*Dataset*:
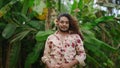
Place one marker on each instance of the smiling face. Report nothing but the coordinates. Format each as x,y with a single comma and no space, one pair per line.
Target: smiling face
63,24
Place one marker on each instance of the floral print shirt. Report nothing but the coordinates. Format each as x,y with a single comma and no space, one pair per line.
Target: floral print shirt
59,51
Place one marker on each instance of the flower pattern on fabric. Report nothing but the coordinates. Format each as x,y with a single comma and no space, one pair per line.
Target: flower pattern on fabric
59,51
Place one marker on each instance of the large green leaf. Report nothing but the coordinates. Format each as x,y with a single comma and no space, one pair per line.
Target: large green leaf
20,36
7,7
34,55
91,25
8,30
14,54
42,35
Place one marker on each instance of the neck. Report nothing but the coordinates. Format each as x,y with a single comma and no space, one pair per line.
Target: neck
63,33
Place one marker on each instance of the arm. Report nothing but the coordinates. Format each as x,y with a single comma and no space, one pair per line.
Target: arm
47,50
81,55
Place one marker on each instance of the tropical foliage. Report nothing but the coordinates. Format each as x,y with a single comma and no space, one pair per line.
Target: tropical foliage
25,25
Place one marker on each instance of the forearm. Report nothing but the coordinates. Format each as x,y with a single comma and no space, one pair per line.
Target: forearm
74,62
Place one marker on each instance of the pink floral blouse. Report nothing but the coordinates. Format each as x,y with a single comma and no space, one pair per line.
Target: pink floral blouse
59,51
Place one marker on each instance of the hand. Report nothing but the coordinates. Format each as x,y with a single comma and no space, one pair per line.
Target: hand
66,65
51,66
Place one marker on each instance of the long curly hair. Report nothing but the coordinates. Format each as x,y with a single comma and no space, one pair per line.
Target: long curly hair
73,24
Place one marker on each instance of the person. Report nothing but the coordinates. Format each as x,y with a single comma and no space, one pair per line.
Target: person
64,48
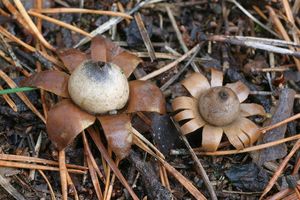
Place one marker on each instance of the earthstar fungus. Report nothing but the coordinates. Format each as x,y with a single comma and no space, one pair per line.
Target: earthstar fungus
217,109
97,86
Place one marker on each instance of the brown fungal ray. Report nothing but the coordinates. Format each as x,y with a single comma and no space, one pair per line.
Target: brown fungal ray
196,84
185,114
117,129
240,89
236,134
181,103
250,109
72,58
145,96
232,132
219,106
65,121
249,128
51,81
216,78
211,137
104,50
192,126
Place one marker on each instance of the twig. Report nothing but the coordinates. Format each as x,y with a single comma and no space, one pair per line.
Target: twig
172,79
230,152
267,128
110,23
170,65
267,93
32,25
253,18
145,36
179,36
282,30
81,10
254,44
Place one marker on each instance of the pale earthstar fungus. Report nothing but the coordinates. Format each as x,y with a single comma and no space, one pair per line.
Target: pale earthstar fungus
217,109
97,87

*Task objective*:
Copy everything from the line containing "Place one marker on each instance of the pale" down to the end of the entries above, and shift each coordinate in the answers by adding 115 to both the x and the y value. Leave all other text as it is.

*Reply*:
Place one marker on each instance of the pale earthstar fungus. Report nothing but the coordinates. Format each as x,y with a single comma and no space, one pair per line.
Target: pale earthstar fungus
332,224
212,202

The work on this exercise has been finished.